Признаемся, что в конце XX века в России нет публики – массовой публики, – понимающей язык contemporaryart, язык современного искусства. Это понимание воспитывается десятилетиями, передается по наследству от родителей к детям. Для того чтобы в 1996 году зал Мариинского театра был переполнен на представлении «Аполлона», его впервые должны были увидеть здесь в 1928 году. Но Дягилев показал премьеру «Аполлона» в Париже, а не в Ленинграде[44].

35

Как происходил пересмотр иерархии ценностей в петербургском балете на протяжении XX века, можно проследить в его профессиональном центре – балетной школе на улице Росси. Агриппина Ваганова преподавала «классический танец» и вела выпускные классы – для главы школы, несущей ответственность за качество продукта, это было естественно. Но начиная с Константина Михайловича Сергеева и заканчивая г-жой Асылмуратовой художественный руководитель демонстративно самоустраняется от обучения классическому танцу, ограничивая себя преподаванием весьма сомнительной в балетном театре дисциплины, именуемой «актерское мастерство».

36

В 1998 году Мариинский театр возобновил балет Стравинского–Баланчина «Аполлон». С этого времени он постоянно присутствует в репертуаре театра.

37

В Петербургском театральном музее хранится уникальная фотография: «Члены нового Петроградского совета 31 декабря 1919 года в Мариинском театре». Фотокамера, установленная в центре сцены, фиксирует заполненный публикой зал театра. Мужчины и женщины в пальто, тулупах, салопах, шинелях, кителях, гимнастерках с вызовом взирают на сцену. Императорская корона, венчающая царскую ложу, прикрыта куском холста. Фотография может служить пособием по изучению эволюции российской социальной антропологии: портрет новой советской элиты, портрет новой публики Мариинского театра, портрет нового Мариинского театра.

38

«Беда СССР заключалась в том, что крестьянская страна очень быстро стала образованной. Тот случай, когда сознание опережает бытие. Появилась, как я ее называю, самоинтеллигенция, люди, которые, в отличие от старых интеллигентов, не успели, что называется, набраться культуры. Они совершили слишком резкий переход от крестьянского труда к интеллектуальному. Нужно было хотя бы еще одно поколение…» (из интервью профессора СевероЗападного университета в Чикаго Георгия Дерлугьяна: Русская жизнь. 2007. 12 октября).
○ ○ ○ ○
## Задание 1
Посчитайте, сколько строк листинга содержат строку "arch", учитывая регистр. В ответе укажите только число.
## Задание 2
Допишите текст выше о Мариинском театре и петербургском балете, начав сразу после его последнего предложения.

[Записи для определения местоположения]
○ ○ ○ ○
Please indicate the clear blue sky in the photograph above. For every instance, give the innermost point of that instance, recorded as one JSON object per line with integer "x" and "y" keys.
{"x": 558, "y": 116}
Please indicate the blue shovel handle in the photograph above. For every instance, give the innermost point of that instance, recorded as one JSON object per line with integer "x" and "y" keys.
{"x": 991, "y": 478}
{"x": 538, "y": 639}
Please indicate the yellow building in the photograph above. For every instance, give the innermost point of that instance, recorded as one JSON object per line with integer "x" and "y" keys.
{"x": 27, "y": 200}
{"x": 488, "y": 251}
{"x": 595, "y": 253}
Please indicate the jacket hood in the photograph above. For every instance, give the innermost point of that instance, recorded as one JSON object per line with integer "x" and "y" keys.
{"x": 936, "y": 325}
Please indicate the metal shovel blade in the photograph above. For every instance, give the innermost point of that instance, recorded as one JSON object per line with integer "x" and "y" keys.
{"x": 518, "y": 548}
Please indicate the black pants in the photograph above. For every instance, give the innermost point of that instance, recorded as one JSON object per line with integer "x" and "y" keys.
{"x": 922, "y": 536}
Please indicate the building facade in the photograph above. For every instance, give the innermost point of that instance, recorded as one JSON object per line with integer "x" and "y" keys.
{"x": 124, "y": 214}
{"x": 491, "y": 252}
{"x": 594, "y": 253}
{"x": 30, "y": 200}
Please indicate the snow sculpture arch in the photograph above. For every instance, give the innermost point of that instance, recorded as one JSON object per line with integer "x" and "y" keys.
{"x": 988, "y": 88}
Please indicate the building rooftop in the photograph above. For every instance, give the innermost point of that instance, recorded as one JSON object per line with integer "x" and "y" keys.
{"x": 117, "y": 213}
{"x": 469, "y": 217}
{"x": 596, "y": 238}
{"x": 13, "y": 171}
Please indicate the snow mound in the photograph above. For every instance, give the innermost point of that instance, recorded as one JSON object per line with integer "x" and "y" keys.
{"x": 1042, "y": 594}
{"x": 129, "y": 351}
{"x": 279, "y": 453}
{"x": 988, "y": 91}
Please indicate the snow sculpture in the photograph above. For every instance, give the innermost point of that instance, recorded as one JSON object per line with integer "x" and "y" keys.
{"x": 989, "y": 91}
○ ○ ○ ○
## Ответ к упражнению 1
1

## Ответ к упражнению 2
39

Из интервью Владимира Набокова Олвину Тоффлеру: Набоков о Набокове: Интервью, рецензии, эссе. М.: Независимая газета, 2002. С. 153.

40

Впоследствии наличие «идеи» стало непременным условием дефиниции балетного спектакля как «танцсимфонического», и наоборот, если вы желали определить какой-то спектакль как «танцсимфонический», вы должны были навязать ему комплекс «идей». «Каменный цветок», «Легенда о любви», «Спартак», «Иван Грозный» – весь оригинальный репертуар Юрия Григоровича – и даже «Лебединое озеро» в сознании «культурной» публики были пронизаны «идеями».

41

Любопытную фразу я обнаружил в статье театрального критика и публициста Татьяны Москвиной, посвященной фильму Михалкова «12»: «Но мастерство мастерством, но мы ж еще не на небе, чтоб часами обсуждать детали художественной огранки. Что там „внутри“, какое послание, о чем речь?» (Москвина Т. Ничего себе Россия! Статьи, рецензии, эссе. СПб.: Лимбус-Пресс, 2008. C. 150).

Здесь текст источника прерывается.